Entries supplied =>
-*-*-

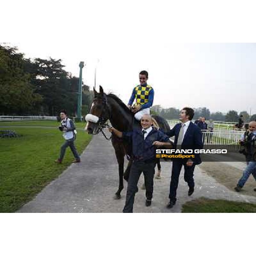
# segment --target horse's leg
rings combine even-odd
[[[112,143],[115,149],[116,157],[118,163],[118,173],[119,174],[119,186],[115,193],[116,198],[121,198],[121,192],[124,188],[123,176],[124,174],[124,163],[125,153],[122,143],[116,140],[115,137],[112,137]]]
[[[128,182],[129,180],[129,175],[130,175],[130,171],[131,171],[131,165],[132,164],[132,160],[130,160],[128,163],[125,171],[124,173],[124,179]]]
[[[118,163],[118,174],[119,174],[119,186],[117,191],[116,192],[116,199],[119,199],[121,198],[121,192],[124,188],[123,175],[124,174],[124,163],[125,162],[124,156],[116,152],[116,156]]]

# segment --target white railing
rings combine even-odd
[[[1,121],[23,121],[31,120],[57,120],[56,116],[0,116]]]
[[[233,145],[239,145],[241,136],[244,134],[243,131],[202,131],[204,144]]]
[[[180,121],[178,120],[175,120],[175,119],[167,119],[166,121],[168,122],[169,125],[170,125],[170,128],[171,129],[173,128],[174,126],[180,122]],[[195,120],[193,120],[192,122],[194,122]],[[207,121],[207,123],[208,123],[208,122]],[[239,130],[234,129],[234,125],[236,123],[232,122],[222,122],[220,121],[214,121],[214,130],[215,131],[225,131],[225,130]]]

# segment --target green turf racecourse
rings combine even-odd
[[[0,122],[0,130],[15,131],[21,137],[0,139],[0,212],[12,212],[30,201],[70,164],[73,157],[67,148],[62,164],[54,163],[64,142],[55,121]],[[91,139],[76,124],[75,145],[79,154]]]
[[[64,141],[58,124],[46,120],[0,122],[0,130],[22,135],[0,139],[0,212],[19,209],[70,165],[73,158],[69,148],[63,163],[54,163]],[[84,130],[85,125],[76,124],[75,144],[79,154],[92,138]],[[256,204],[201,198],[185,203],[182,212],[255,212]]]

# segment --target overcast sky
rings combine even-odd
[[[154,105],[256,113],[256,44],[244,43],[253,41],[243,34],[252,31],[237,17],[254,23],[249,6],[230,9],[221,2],[232,10],[234,29],[230,20],[223,23],[225,12],[216,16],[218,1],[214,6],[195,1],[203,12],[192,12],[195,2],[183,1],[40,2],[4,3],[9,12],[0,17],[6,24],[0,41],[17,46],[27,58],[61,59],[77,76],[84,61],[83,81],[91,89],[97,67],[97,89],[101,84],[126,103],[145,70],[155,91]]]

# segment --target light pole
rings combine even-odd
[[[79,67],[80,67],[80,73],[79,75],[79,82],[78,84],[78,97],[77,98],[77,119],[80,122],[82,120],[81,118],[81,106],[82,106],[82,69],[84,67],[84,61],[81,61]]]
[[[97,72],[97,67],[98,66],[98,64],[99,61],[99,60],[98,59],[97,61],[97,64],[96,64],[96,67],[95,67],[95,70],[94,71],[94,89],[96,90],[96,73]]]

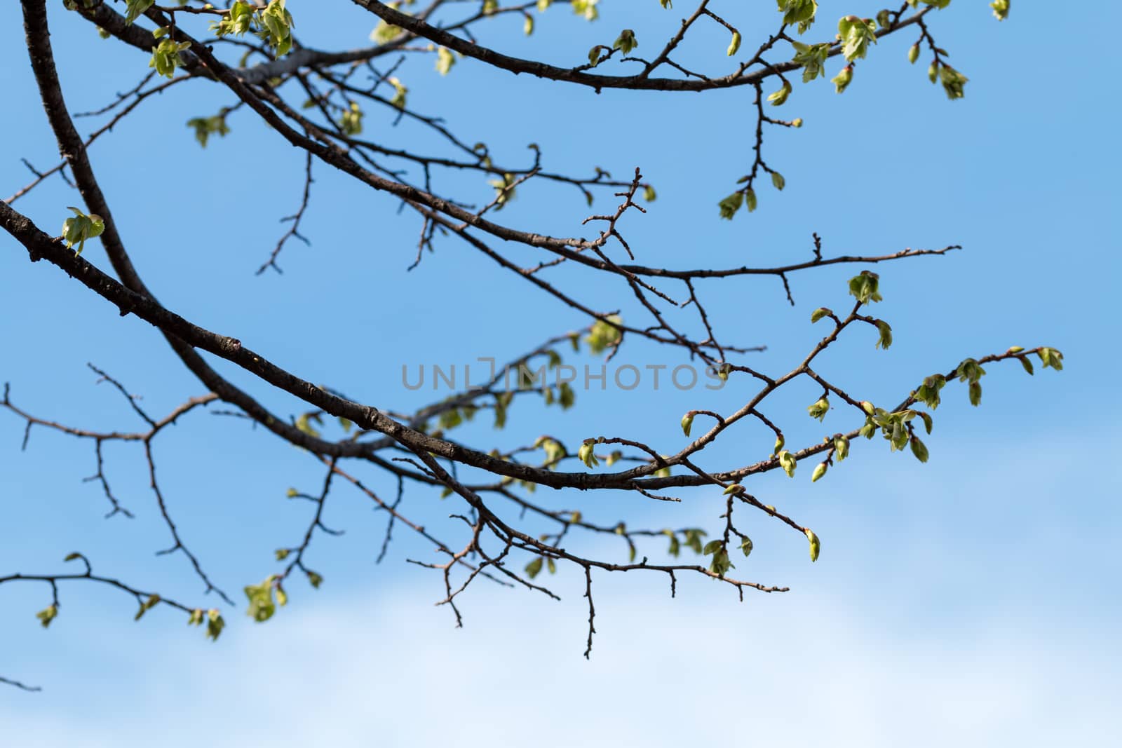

-*-*-

Turn every line of the data above into a JSON list of strings, with one string per line and blank lines omitted. Leave the pictures out of the list.

Exercise response =>
[
  "# segment --target horse's leg",
  "rings combine even-odd",
  "[[[112,143],[115,149],[116,157],[118,163],[118,173],[119,174],[119,186],[115,193],[116,198],[121,198],[121,192],[124,188],[123,176],[124,174],[124,163],[125,153],[122,143],[116,140],[115,137],[112,137]]]",
  "[[[128,182],[129,180],[129,175],[130,175],[130,171],[131,171],[131,165],[132,164],[132,160],[130,160],[128,163],[125,171],[124,173],[124,179]]]",
  "[[[118,163],[118,174],[119,174],[119,186],[117,191],[116,192],[116,199],[119,199],[121,198],[121,192],[124,188],[123,175],[124,174],[124,163],[125,162],[124,156],[116,152],[116,156]]]",
  "# segment --target white railing",
  "rings combine even-odd",
  "[[[1,121],[23,121],[31,120],[57,120],[56,116],[0,116]]]",
  "[[[233,145],[239,145],[241,136],[244,134],[243,131],[202,131],[204,144]]]",
  "[[[180,121],[178,120],[175,120],[175,119],[167,119],[166,121],[168,122],[169,125],[170,125],[170,128],[171,129],[173,128],[174,126],[180,122]],[[195,120],[193,120],[192,122],[194,122]],[[207,121],[207,123],[208,123],[208,122]],[[239,130],[234,129],[234,125],[236,123],[232,122],[222,122],[220,121],[214,121],[214,130],[215,131],[225,131],[225,130]]]",
  "# segment --target green turf racecourse",
  "rings combine even-odd",
  "[[[0,122],[0,130],[15,131],[21,137],[0,139],[0,212],[12,212],[30,201],[70,164],[73,157],[67,148],[62,164],[54,163],[64,142],[55,121]],[[91,139],[76,124],[75,145],[79,154]]]",
  "[[[64,141],[58,124],[46,120],[0,122],[0,130],[22,135],[0,139],[0,212],[19,209],[70,165],[73,158],[69,148],[63,163],[54,163]],[[84,130],[85,125],[76,124],[75,144],[79,154],[92,138]],[[256,204],[201,198],[185,203],[182,212],[255,212]]]",
  "# segment --target overcast sky",
  "rings combine even-odd",
  "[[[154,105],[256,113],[256,44],[244,43],[253,41],[243,34],[252,31],[237,17],[254,23],[249,6],[230,9],[221,2],[232,10],[234,29],[230,20],[223,23],[225,12],[216,16],[218,1],[214,6],[195,1],[203,12],[192,12],[195,2],[183,1],[40,2],[4,3],[9,12],[0,17],[6,24],[0,41],[17,46],[27,58],[61,59],[77,76],[84,61],[83,81],[91,89],[97,67],[97,89],[101,84],[126,103],[145,70],[155,91]]]",
  "# segment --target light pole",
  "rings combine even-odd",
  "[[[79,67],[80,67],[80,73],[79,75],[79,82],[78,84],[78,97],[77,98],[77,119],[80,122],[82,120],[81,118],[81,106],[82,106],[82,69],[84,67],[84,61],[81,61]]]",
  "[[[97,72],[97,67],[98,66],[98,64],[99,61],[99,60],[98,59],[97,61],[97,64],[96,64],[96,67],[95,67],[95,70],[94,71],[94,89],[96,90],[96,73]]]"
]